» **Your instructions**
How many of the lines below contain the word "building"? Reply with the number alone.

» **Task material**
* * * * * * * * *

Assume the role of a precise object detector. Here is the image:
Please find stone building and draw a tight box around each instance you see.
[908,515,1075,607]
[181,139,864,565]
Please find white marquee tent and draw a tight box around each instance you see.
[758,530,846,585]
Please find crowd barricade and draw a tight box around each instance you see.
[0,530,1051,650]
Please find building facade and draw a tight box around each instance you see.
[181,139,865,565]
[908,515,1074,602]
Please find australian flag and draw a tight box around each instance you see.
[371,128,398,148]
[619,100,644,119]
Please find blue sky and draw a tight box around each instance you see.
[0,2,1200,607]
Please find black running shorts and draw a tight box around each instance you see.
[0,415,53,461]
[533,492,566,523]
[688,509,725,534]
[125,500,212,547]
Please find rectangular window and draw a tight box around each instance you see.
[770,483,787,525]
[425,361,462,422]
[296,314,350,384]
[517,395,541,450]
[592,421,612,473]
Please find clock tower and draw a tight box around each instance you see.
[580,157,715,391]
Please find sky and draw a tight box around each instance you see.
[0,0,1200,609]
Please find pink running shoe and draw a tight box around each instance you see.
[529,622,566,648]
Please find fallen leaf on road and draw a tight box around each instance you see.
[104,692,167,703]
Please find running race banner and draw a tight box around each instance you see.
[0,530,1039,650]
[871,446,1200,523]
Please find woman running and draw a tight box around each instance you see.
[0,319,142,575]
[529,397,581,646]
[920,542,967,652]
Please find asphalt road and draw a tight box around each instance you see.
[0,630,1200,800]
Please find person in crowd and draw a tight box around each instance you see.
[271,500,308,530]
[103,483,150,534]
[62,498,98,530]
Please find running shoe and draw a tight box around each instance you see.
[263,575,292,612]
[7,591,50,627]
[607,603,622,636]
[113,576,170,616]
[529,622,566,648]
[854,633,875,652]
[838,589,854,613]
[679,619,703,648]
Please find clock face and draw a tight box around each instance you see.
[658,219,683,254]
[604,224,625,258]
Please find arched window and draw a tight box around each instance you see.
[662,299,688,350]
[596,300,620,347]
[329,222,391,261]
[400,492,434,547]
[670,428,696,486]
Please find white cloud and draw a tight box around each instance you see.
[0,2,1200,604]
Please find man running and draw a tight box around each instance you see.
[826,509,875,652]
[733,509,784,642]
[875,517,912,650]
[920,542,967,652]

* * * * * * * * *

» **Final answer**
2